[Dataset items]
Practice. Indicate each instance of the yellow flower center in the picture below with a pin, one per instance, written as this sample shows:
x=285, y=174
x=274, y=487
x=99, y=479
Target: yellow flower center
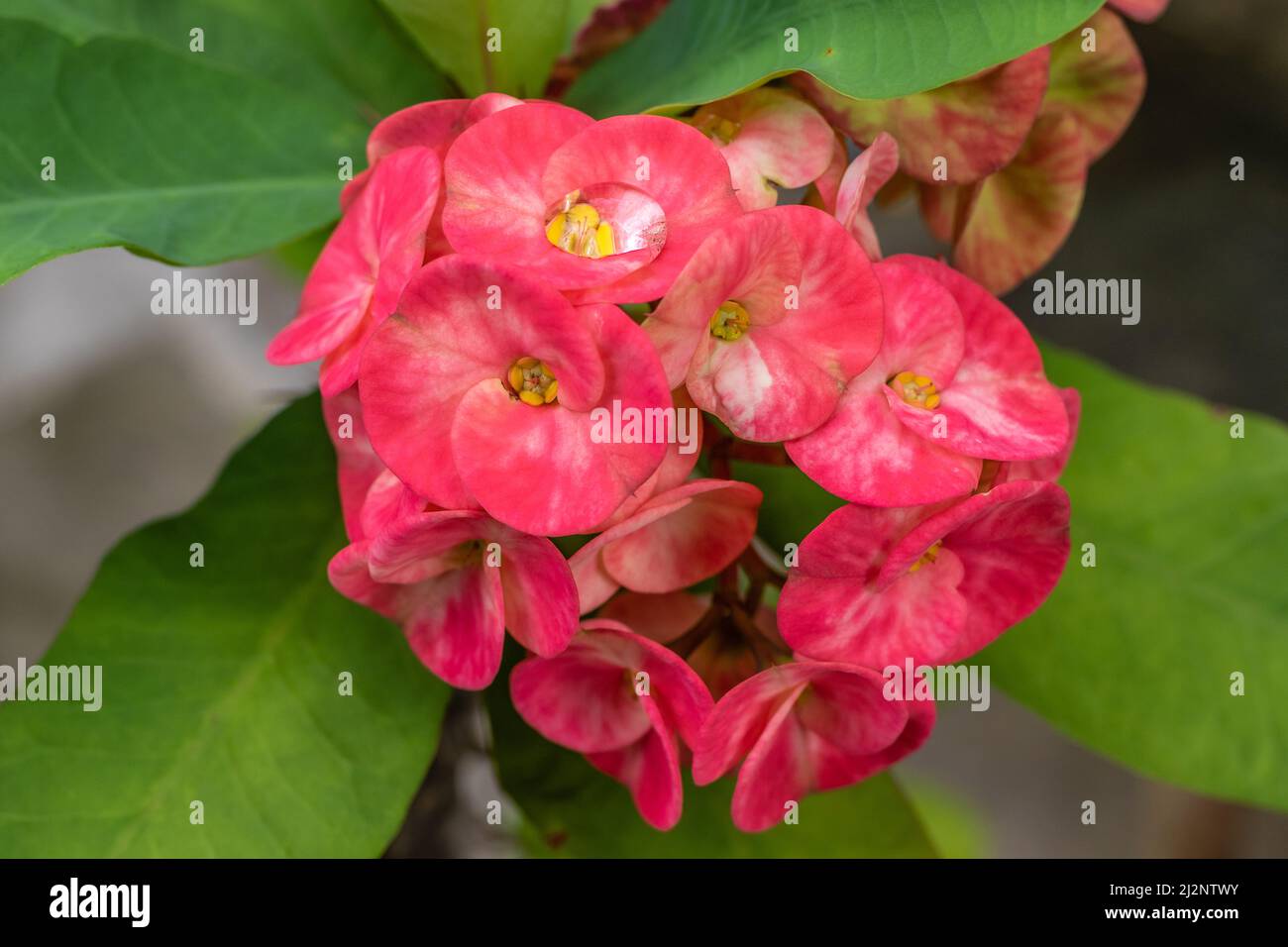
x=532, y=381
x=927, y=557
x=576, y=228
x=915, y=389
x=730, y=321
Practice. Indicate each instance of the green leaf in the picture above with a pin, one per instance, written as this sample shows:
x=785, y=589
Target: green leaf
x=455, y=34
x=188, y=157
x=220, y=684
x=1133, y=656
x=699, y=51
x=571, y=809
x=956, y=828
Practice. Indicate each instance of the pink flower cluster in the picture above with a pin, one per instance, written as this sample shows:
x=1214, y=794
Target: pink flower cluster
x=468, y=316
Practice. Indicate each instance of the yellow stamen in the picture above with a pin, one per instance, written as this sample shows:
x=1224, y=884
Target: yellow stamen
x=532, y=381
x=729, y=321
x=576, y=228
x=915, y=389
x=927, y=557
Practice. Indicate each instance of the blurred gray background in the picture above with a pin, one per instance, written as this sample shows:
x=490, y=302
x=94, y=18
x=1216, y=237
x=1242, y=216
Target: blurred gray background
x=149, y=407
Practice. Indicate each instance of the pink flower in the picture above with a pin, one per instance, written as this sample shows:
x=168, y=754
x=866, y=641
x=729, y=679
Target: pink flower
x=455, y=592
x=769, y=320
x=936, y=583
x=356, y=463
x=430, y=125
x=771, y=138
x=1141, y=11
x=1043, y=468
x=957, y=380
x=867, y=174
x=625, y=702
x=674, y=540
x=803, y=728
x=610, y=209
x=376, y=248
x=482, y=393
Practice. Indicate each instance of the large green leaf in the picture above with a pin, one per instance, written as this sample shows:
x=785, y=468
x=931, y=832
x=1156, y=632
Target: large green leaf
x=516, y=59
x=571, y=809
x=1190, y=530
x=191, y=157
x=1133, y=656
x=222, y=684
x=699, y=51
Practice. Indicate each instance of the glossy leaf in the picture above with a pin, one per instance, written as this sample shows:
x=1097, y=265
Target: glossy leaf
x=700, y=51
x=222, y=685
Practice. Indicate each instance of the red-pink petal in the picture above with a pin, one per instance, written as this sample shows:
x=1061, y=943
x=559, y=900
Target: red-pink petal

• [Given instruction] Copy the listing word for word from its first line through the line holding "x=468, y=316", including both ends, and leave the pictures out.

• [Worked solution]
Practice. Indicate each instance of the yellow flower center in the picture below with a pin, one per instance, written as this sample shows:
x=285, y=174
x=274, y=487
x=99, y=479
Target: yellow flower center
x=532, y=381
x=927, y=557
x=576, y=228
x=915, y=389
x=730, y=321
Practice. Indicate each instance of the green leaf in the picture above with a pin, one per instance, written as this sample shows:
x=785, y=589
Target: green leaf
x=455, y=34
x=188, y=157
x=220, y=684
x=1133, y=656
x=699, y=51
x=571, y=809
x=956, y=828
Practice. Indicate each instance of the pink flower cluster in the picture above with a pin, one per instance, written as this sample shows:
x=1214, y=794
Target: pink flower cluster
x=468, y=316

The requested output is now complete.